* YOUR GOAL
Make an exact copy of the lines below.
[DATASET CONTENT]
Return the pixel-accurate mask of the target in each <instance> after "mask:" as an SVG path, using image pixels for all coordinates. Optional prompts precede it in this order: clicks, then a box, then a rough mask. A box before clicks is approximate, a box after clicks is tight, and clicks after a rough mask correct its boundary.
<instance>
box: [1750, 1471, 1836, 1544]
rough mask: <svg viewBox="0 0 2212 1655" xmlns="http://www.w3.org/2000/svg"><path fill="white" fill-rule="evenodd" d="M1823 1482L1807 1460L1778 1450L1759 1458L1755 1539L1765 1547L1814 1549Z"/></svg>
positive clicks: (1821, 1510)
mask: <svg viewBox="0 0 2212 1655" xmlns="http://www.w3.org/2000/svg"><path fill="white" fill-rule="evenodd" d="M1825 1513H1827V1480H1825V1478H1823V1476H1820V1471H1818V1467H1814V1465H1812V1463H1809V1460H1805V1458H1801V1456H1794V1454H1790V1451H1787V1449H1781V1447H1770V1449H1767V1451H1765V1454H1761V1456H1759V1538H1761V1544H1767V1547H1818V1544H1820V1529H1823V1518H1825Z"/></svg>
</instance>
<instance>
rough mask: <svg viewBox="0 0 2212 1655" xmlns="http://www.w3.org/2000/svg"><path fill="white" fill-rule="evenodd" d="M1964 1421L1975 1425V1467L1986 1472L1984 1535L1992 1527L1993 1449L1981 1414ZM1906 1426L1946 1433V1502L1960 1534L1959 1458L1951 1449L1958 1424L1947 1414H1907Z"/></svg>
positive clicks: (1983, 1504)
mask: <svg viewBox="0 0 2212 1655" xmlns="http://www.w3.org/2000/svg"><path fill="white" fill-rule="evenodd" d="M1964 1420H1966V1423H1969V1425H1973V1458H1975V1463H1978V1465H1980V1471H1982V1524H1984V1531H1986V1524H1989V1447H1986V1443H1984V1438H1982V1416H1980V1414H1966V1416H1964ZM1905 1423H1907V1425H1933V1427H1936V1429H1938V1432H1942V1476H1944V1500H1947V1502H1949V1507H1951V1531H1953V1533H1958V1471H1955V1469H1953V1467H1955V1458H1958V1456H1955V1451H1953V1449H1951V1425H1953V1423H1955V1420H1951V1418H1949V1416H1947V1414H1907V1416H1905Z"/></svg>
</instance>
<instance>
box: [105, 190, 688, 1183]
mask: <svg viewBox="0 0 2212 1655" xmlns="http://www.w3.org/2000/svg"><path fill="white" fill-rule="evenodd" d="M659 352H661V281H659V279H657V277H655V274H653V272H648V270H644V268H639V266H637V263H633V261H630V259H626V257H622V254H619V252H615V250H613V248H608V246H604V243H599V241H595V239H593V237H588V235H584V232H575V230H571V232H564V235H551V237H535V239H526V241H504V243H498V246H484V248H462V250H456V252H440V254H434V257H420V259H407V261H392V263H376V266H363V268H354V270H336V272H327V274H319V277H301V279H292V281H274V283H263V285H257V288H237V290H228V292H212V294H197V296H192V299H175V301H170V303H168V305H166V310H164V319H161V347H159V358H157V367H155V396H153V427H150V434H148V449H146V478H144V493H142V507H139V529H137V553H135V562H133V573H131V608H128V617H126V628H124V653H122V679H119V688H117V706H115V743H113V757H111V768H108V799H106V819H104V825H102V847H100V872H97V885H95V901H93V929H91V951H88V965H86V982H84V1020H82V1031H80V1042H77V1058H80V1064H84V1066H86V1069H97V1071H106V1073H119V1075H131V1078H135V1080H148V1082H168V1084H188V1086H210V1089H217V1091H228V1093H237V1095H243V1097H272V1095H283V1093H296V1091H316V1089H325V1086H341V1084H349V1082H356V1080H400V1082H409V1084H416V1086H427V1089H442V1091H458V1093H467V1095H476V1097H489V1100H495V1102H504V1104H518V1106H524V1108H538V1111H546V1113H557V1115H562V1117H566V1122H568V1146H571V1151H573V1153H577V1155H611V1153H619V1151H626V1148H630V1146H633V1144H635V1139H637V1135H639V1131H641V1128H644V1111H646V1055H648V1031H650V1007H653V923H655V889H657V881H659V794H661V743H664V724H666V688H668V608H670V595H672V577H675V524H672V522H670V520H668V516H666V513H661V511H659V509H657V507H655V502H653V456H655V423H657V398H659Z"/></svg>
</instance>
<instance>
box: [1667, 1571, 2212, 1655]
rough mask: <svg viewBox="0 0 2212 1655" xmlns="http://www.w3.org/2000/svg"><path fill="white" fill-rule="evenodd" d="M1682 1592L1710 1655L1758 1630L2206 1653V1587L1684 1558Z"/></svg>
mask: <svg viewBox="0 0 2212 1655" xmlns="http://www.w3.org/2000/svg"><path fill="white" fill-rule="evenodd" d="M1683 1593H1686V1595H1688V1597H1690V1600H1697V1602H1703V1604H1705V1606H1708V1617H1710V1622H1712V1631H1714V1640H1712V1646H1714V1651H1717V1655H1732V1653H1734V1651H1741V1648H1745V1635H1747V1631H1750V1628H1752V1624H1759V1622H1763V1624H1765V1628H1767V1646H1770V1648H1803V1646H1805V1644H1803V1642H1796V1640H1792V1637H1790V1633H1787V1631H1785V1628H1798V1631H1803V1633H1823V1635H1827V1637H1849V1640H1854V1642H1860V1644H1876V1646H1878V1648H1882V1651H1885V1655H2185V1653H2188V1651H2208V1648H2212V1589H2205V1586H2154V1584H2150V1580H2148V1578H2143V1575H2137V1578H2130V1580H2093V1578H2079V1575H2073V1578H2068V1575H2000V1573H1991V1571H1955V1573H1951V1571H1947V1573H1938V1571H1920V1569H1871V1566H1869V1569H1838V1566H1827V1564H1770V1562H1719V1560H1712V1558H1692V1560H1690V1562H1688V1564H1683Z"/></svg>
[/DATASET CONTENT]
* SOLUTION
Return the pixel-accurate mask of the target in each <instance> after "mask:" as an SVG path, using image pixels for all coordinates. Optional prompts precede it in this order: clicks, then a box, then a rough mask. A box before clicks is approximate, a box after clicks is tight, and clicks after a rough mask correct its boundary.
<instance>
box: [1750, 1471, 1836, 1544]
rough mask: <svg viewBox="0 0 2212 1655" xmlns="http://www.w3.org/2000/svg"><path fill="white" fill-rule="evenodd" d="M1823 1482L1807 1460L1778 1450L1759 1458L1755 1539L1765 1547L1814 1549Z"/></svg>
positive clicks: (1821, 1510)
mask: <svg viewBox="0 0 2212 1655" xmlns="http://www.w3.org/2000/svg"><path fill="white" fill-rule="evenodd" d="M1825 1513H1827V1480H1825V1478H1823V1476H1820V1471H1818V1467H1814V1465H1812V1463H1809V1460H1805V1458H1801V1456H1794V1454H1790V1451H1787V1449H1781V1447H1770V1449H1767V1451H1765V1454H1761V1456H1759V1538H1761V1544H1767V1547H1818V1544H1820V1529H1823V1518H1825Z"/></svg>
</instance>
<instance>
rough mask: <svg viewBox="0 0 2212 1655" xmlns="http://www.w3.org/2000/svg"><path fill="white" fill-rule="evenodd" d="M1964 1421L1975 1425V1467L1986 1472L1984 1535L1992 1527L1993 1449L1981 1414ZM1906 1426L1946 1433V1502L1960 1534L1959 1458L1951 1449L1958 1424L1947 1414H1907Z"/></svg>
positive clicks: (1983, 1504)
mask: <svg viewBox="0 0 2212 1655" xmlns="http://www.w3.org/2000/svg"><path fill="white" fill-rule="evenodd" d="M1964 1420H1966V1423H1969V1425H1973V1458H1975V1463H1978V1465H1980V1471H1982V1524H1984V1531H1986V1524H1989V1447H1986V1443H1984V1438H1982V1416H1980V1414H1966V1416H1964ZM1905 1423H1907V1425H1933V1427H1936V1429H1938V1432H1942V1476H1944V1500H1947V1502H1949V1507H1951V1531H1953V1533H1958V1471H1955V1469H1953V1467H1955V1458H1958V1456H1955V1451H1953V1449H1951V1425H1953V1423H1955V1420H1951V1418H1949V1416H1947V1414H1907V1416H1905Z"/></svg>
</instance>
<instance>
box: [105, 190, 688, 1183]
mask: <svg viewBox="0 0 2212 1655" xmlns="http://www.w3.org/2000/svg"><path fill="white" fill-rule="evenodd" d="M659 352H661V281H659V279H657V277H655V274H653V272H648V270H644V268H639V266H637V263H633V261H630V259H626V257H622V254H619V252H615V250H613V248H608V246H604V243H599V241H595V239H593V237H588V235H584V232H575V230H571V232H564V235H551V237H535V239H526V241H504V243H498V246H484V248H462V250H456V252H440V254H434V257H420V259H407V261H392V263H376V266H363V268H354V270H336V272H327V274H319V277H301V279H292V281H274V283H263V285H257V288H237V290H228V292H212V294H197V296H192V299H175V301H170V303H168V305H166V310H164V319H161V347H159V358H157V367H155V396H153V427H150V434H148V449H146V478H144V493H142V507H139V529H137V553H135V562H133V573H131V608H128V617H126V628H124V653H122V679H119V688H117V706H115V743H113V757H111V768H108V799H106V819H104V825H102V847H100V872H97V885H95V901H93V929H91V951H88V965H86V982H84V1020H82V1031H80V1042H77V1058H80V1064H84V1066H86V1069H97V1071H106V1073H119V1075H131V1078H135V1080H148V1082H168V1084H188V1086H210V1089H217V1091H228V1093H237V1095H243V1097H272V1095H283V1093H296V1091H316V1089H325V1086H341V1084H349V1082H356V1080H400V1082H409V1084H416V1086H427V1089H442V1091H458V1093H467V1095H476V1097H489V1100H495V1102H504V1104H518V1106H524V1108H538V1111H546V1113H557V1115H562V1117H566V1122H568V1146H571V1151H573V1153H577V1155H611V1153H619V1151H626V1148H630V1146H633V1144H635V1139H637V1135H639V1131H641V1128H644V1111H646V1055H648V1031H650V1007H653V923H655V889H657V881H659V794H661V743H664V724H666V688H668V608H670V595H672V577H675V524H672V522H670V520H668V516H666V513H661V511H659V509H657V507H655V502H653V456H655V423H657V398H659Z"/></svg>
</instance>
<instance>
box: [1667, 1571, 2212, 1655]
rough mask: <svg viewBox="0 0 2212 1655" xmlns="http://www.w3.org/2000/svg"><path fill="white" fill-rule="evenodd" d="M1682 1592L1710 1655L1758 1630L2206 1653V1587L1684 1558Z"/></svg>
mask: <svg viewBox="0 0 2212 1655" xmlns="http://www.w3.org/2000/svg"><path fill="white" fill-rule="evenodd" d="M1683 1593H1686V1595H1688V1597H1690V1600H1697V1602H1703V1604H1705V1606H1708V1617H1710V1622H1712V1631H1714V1640H1712V1646H1714V1651H1717V1655H1732V1653H1734V1651H1741V1648H1745V1635H1747V1631H1750V1628H1752V1624H1759V1622H1763V1624H1765V1628H1767V1646H1770V1648H1803V1646H1805V1644H1803V1642H1796V1640H1792V1637H1790V1633H1787V1631H1785V1628H1798V1631H1803V1633H1823V1635H1827V1637H1849V1640H1854V1642H1860V1644H1876V1646H1878V1648H1882V1651H1885V1655H2185V1653H2188V1651H2208V1648H2212V1589H2205V1586H2154V1584H2150V1580H2148V1578H2143V1575H2137V1578H2130V1580H2093V1578H2079V1575H2073V1578H2068V1575H2000V1573H1991V1571H1955V1573H1951V1571H1947V1573H1938V1571H1920V1569H1871V1566H1869V1569H1838V1566H1827V1564H1770V1562H1719V1560H1712V1558H1692V1560H1690V1562H1688V1564H1683Z"/></svg>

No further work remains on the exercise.